- **DATASET CONTENT**:

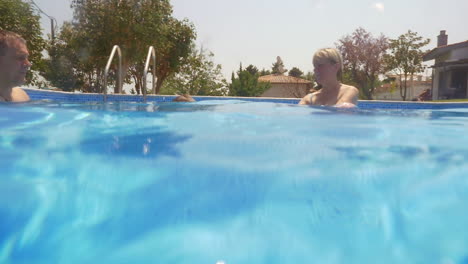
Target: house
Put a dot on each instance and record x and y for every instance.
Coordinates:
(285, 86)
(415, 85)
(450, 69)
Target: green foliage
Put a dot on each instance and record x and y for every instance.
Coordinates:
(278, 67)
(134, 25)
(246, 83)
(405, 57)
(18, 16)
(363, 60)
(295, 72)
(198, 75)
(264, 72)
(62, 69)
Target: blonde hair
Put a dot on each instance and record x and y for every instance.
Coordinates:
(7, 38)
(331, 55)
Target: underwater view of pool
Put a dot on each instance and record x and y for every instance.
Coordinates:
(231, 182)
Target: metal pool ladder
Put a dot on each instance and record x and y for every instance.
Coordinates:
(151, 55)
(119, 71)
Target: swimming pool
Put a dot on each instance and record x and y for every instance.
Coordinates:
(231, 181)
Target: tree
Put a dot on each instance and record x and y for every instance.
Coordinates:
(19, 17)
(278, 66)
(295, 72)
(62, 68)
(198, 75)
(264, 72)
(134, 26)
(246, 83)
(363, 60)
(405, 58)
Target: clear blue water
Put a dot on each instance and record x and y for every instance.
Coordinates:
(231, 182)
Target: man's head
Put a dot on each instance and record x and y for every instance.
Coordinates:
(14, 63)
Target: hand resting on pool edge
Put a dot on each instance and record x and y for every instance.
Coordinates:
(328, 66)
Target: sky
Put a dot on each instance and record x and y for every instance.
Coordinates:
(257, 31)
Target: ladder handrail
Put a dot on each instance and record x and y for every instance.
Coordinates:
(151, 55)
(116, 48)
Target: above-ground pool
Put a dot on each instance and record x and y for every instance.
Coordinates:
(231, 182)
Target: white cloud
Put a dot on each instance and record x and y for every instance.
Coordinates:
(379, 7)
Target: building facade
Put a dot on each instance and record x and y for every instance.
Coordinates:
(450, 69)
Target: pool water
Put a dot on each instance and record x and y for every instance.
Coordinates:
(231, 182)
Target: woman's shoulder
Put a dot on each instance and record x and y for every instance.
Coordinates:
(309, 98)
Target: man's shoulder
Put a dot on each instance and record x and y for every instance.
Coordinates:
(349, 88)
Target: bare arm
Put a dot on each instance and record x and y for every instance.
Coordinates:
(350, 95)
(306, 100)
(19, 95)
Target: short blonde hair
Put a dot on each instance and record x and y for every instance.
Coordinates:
---
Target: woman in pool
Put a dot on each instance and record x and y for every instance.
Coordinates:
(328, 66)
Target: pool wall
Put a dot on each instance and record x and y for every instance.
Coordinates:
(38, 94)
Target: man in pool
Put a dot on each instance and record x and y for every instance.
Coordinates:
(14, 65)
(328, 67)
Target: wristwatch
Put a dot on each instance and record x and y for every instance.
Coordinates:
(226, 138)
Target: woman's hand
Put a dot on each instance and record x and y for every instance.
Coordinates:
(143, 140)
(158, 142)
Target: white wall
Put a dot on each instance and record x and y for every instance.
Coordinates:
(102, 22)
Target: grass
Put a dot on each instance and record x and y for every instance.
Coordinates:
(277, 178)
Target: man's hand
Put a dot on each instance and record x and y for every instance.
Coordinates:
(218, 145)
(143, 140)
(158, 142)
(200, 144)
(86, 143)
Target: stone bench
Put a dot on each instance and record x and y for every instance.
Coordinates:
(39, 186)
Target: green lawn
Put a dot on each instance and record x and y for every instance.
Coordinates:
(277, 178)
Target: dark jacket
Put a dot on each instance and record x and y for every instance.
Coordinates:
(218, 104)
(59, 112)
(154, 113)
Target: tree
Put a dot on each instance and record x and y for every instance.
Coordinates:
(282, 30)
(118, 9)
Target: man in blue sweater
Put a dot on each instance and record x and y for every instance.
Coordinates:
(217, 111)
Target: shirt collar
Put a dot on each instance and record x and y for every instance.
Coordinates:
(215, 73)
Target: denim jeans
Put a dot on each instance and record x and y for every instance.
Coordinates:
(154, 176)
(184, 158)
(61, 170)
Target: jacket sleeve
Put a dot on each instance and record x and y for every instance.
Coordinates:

- **HOW TO COMPLETE THIS TASK**: From the records above, print exactly the lines that run from the line with "Target: house" to the line with "Target: white cloud", inclusive.

- **OUTPUT OF THE TASK**:
Target: house
Put a dot on each instance and record x and y for every instance.
Coordinates:
(285, 86)
(415, 85)
(450, 69)
Target: green foliage
Put a dot on each instance and record x and y for every instance.
Coordinates:
(278, 67)
(134, 25)
(246, 83)
(405, 57)
(18, 16)
(363, 60)
(295, 72)
(198, 75)
(264, 72)
(62, 69)
Target: blonde hair
Put a dot on each instance and record x and y for every instance.
Coordinates:
(7, 38)
(331, 55)
Target: underwater view of pool
Put a dot on each instance and record x and y for every instance.
Coordinates:
(231, 182)
Target: metal pool ladder
Put a dot on each instance and record x and y for every instance.
Coordinates:
(151, 55)
(119, 71)
Target: swimming pool
Put a dot on each instance and record x and y for every instance.
Coordinates:
(231, 181)
Target: tree
Put a dot on each instance and record x and y for every instance.
Coordinates:
(19, 17)
(278, 66)
(295, 72)
(62, 68)
(198, 75)
(264, 72)
(134, 26)
(246, 83)
(363, 60)
(405, 58)
Target: clear blue water
Put a dot on each instance and record x and y for every instance.
Coordinates:
(231, 182)
Target: man's head
Put a dot on each instance and record x and y for every instance.
Coordinates:
(14, 63)
Target: hand resting on pool edge
Put a dot on each instance and record x and y for every instance.
Coordinates:
(328, 66)
Target: sky
Put a dot on each instance and record x and y for every instance.
Coordinates:
(257, 31)
Target: ladder handrail
Put a dot on each instance and record x and y for every instance.
Coordinates:
(151, 55)
(116, 48)
Target: above-ground pool
Put a dot on each instance and record x and y for every instance.
Coordinates:
(231, 182)
Target: white cloud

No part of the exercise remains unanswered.